**Stated problem**:
Retype every entry below word for word, changing nothing.

**Extracted information**:

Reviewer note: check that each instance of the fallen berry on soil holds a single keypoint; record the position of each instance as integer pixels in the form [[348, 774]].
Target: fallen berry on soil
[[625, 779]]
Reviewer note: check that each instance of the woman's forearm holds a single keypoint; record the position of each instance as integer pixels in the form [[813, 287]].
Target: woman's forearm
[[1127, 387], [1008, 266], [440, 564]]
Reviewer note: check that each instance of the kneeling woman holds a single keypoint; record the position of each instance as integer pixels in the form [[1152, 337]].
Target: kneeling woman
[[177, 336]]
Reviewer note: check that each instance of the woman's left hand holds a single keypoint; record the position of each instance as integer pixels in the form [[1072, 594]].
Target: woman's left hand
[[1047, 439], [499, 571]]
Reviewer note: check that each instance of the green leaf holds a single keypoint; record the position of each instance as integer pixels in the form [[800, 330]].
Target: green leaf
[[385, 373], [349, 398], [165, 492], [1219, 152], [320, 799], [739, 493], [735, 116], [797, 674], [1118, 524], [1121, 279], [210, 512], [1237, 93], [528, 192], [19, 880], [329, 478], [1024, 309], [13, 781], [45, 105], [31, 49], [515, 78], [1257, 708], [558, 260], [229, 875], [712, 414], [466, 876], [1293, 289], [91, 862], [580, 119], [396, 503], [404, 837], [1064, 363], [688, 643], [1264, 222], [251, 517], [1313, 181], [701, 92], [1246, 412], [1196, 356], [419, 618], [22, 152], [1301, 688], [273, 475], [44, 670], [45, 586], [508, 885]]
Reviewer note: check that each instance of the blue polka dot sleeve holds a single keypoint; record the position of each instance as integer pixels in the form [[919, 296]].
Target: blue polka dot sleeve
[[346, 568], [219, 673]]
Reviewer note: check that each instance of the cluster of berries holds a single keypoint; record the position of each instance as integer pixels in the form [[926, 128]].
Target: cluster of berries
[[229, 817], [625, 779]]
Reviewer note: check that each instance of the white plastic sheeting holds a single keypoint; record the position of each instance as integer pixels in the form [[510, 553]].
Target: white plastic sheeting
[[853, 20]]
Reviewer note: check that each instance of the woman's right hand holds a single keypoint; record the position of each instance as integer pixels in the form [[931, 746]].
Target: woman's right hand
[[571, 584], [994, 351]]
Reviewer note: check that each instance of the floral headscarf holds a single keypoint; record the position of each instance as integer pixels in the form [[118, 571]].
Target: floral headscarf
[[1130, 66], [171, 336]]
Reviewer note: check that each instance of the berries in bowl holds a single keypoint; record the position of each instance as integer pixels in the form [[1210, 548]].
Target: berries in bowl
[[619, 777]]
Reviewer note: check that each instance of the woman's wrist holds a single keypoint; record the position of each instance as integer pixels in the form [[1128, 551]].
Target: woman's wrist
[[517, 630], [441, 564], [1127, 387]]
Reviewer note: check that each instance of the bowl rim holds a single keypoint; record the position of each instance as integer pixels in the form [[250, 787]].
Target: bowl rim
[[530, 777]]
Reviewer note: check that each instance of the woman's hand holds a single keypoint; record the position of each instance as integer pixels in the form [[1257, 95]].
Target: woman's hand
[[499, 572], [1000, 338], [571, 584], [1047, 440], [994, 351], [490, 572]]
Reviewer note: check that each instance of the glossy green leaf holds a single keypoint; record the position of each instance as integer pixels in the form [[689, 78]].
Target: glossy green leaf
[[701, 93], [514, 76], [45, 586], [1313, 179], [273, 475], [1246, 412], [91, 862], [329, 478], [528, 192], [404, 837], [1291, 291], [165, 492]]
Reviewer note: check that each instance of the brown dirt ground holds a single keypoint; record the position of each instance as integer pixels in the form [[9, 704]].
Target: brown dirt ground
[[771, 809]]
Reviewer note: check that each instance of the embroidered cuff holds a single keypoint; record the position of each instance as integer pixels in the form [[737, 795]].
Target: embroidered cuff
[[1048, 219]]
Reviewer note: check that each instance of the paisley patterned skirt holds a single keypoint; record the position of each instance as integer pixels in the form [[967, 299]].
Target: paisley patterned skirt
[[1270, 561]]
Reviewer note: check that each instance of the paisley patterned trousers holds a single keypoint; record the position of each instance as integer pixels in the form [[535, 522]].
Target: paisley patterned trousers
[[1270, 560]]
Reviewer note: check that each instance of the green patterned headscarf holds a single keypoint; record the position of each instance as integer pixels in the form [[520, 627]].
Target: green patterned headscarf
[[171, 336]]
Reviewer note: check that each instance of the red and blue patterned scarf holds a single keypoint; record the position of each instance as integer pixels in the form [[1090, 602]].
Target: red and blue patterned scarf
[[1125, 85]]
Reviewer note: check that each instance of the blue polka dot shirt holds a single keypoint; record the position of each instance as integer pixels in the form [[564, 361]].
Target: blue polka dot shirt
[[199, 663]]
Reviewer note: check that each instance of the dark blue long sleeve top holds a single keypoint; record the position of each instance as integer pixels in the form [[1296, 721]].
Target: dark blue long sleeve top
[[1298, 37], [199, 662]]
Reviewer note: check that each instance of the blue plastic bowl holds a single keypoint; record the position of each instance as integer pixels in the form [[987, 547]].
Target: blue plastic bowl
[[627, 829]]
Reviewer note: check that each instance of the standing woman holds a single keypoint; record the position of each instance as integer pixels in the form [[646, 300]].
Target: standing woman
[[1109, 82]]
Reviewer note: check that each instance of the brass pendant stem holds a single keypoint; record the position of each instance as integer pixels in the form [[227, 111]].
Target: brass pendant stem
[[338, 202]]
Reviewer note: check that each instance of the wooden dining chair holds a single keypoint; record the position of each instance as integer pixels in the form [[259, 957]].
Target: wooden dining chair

**Completed task**:
Reviewer note: check that each instance of the fallen berry on soil holds a single keypoint; record the position of each instance as integer pixels in the form [[348, 774]].
Target: fallen berry on soil
[[625, 779]]
Reviewer note: check that each instance of the woman's forearm holds a single keypoint; record the position of each instance as integer pixels in the form [[813, 287]].
Target: woman's forearm
[[1127, 387], [1008, 266], [440, 564]]
Reviewer note: check that each instance of the kneeling woman holds a single keypoint; record the position of each instance as integer pixels in the form [[1152, 337]].
Target: kneeling woman
[[177, 336]]
Reviewer note: check that each instance of the woman's left hand holds a single keypoint; record the position of each instance as integer pixels in the form [[1072, 594]].
Target: woman's left hand
[[1047, 439], [499, 571]]
Reviewer note: check that each instance of the green leaf holds a single keypoint; record the position of each instance as integer pixels in the form [[800, 330]].
Target: green leaf
[[385, 373], [349, 398], [165, 492], [1219, 152], [320, 799], [739, 493], [735, 116], [797, 674], [1118, 524], [1121, 279], [210, 512], [1237, 93], [528, 192], [19, 880], [329, 478], [1024, 309], [13, 781], [45, 105], [31, 49], [515, 78], [1257, 708], [558, 260], [229, 875], [712, 414], [466, 876], [1293, 289], [91, 862], [580, 119], [396, 503], [404, 837], [1064, 363], [688, 643], [1264, 222], [251, 517], [1313, 181], [701, 92], [1246, 412], [1196, 356], [419, 618], [22, 152], [1301, 688], [273, 475], [44, 670], [45, 586], [508, 885]]
Reviewer note: check that each instance of the blue polka dot sleeve holds a single keypoint; record the position of each instance as integer pixels in the form [[919, 296]].
Target: blue polka dot sleeve
[[346, 568], [219, 673]]
Reviewer note: check that each instance of the cluster of berries holds a single keypoint; record the position of each instance as integer pixels in the form [[926, 128]].
Target: cluster of berries
[[229, 817], [625, 779]]
Reviewer note: check that each instance of the white plastic sheeting holds a single keypoint; record the position of each instance as integer pixels in the form [[510, 553]].
Target: white plastic sheeting
[[853, 20]]
Reviewer note: check that each instance of the woman's right hand holds a single keypoint; record the position of each instance as integer pixels in the form [[931, 746]].
Target: woman's right hand
[[571, 584], [994, 351]]
Reviewer note: check that each instance of the floral headscarf holds a single keypoint; record the position of each instance as integer pixels in the form [[118, 571]].
Target: floral headscarf
[[1130, 66], [171, 336]]
Reviewer note: check that each instance of the berries in bowl holds a single keypoint; record the position of each instance as integer pixels in the form [[1210, 548]].
Target: berries in bowl
[[619, 777]]
Reviewer note: check that each instance of the woman's wrist holds a single keypoint; record the position of each instance as integer pixels in the form [[1128, 551]].
Target: woman's wrist
[[517, 630], [441, 564], [1127, 387]]
Reviewer note: check that each instance of the bowl rim holds a single keypoint; record the position of each instance as integer pixels in the form [[250, 787]].
Target: bowl rim
[[530, 777]]
Reviewer note: check that each instance of the woman's hand holds a single keypoint; record the position of each instance as integer pixels in the form [[1257, 95]].
Target: woman's hand
[[499, 572], [1000, 338], [571, 584], [1047, 440], [994, 351], [490, 572]]
Reviewer note: check that each instance of the glossy green leaf holds a single keypoint; record the position of each instance as integer pixels in the form [[689, 78]].
Target: glossy green leaf
[[701, 93], [514, 76], [45, 586], [1313, 179], [273, 475], [1246, 412], [91, 862], [329, 478], [528, 192], [404, 837], [1291, 291], [165, 492]]
Reviewer note: check that each instance of the brown dirt ground holds a single keypoint; record the position of each instance as integer pixels in the form [[9, 704]].
Target: brown dirt ground
[[771, 809]]
Reviewer note: check that each instance of the embroidered cuff holds a single keypoint; record the position of each instance as integer pixels in the form [[737, 795]].
Target: embroidered cuff
[[1048, 219]]
Reviewer note: check that each instance of the paisley patterned skirt holds a single keypoint; record the position of each instance as integer pixels in the form [[967, 299]].
Target: paisley patterned skirt
[[1270, 561]]
Reviewer note: check that each instance of the paisley patterned trousers holds a single keypoint; record the position of each instance as integer pixels in the form [[535, 522]].
Target: paisley patterned trousers
[[1270, 560]]
Reviewer note: check that each instance of the green patterned headscarf holds a single keypoint; record the position of each instance as integer pixels in the form [[520, 627]].
Target: green patterned headscarf
[[171, 336]]
Reviewer note: check that each instance of the red and blue patterned scarf holds a single keypoint; record the position of each instance as integer pixels in the form [[1090, 602]].
Target: red and blue patterned scarf
[[1125, 85]]
Reviewer note: check that each instance of the blue polka dot shirt holds a single keypoint; record the position of each instance as integer pixels in the form [[564, 361]].
Target: blue polka dot shirt
[[199, 663]]
Reviewer note: check that each instance of the dark blue long sleeve top holds a single keypoint; record the position of each instance as integer pixels in the form [[1296, 721]].
Target: dark blue long sleeve top
[[1298, 37], [199, 662]]
Reviewer note: check that each instance of the blue plastic bowl holds a single keypoint; record the position of each instance as integer pixels in the form [[987, 547]].
Target: blue plastic bowl
[[627, 829]]
Reviewer note: check that each instance of the standing woman holds a single keypoint; record the position of each instance as integer pixels in the form [[646, 300]].
Target: standing woman
[[1109, 82]]
Reviewer note: check that each instance of the brass pendant stem holds a single keypoint; record the position of each instance as integer pixels in the form [[227, 111]].
Target: brass pendant stem
[[338, 202]]
Reviewer note: check that each instance of the wooden dining chair holds a single keypoint; record the position of each instance as integer pixels in the form [[259, 957]].
Target: wooden dining chair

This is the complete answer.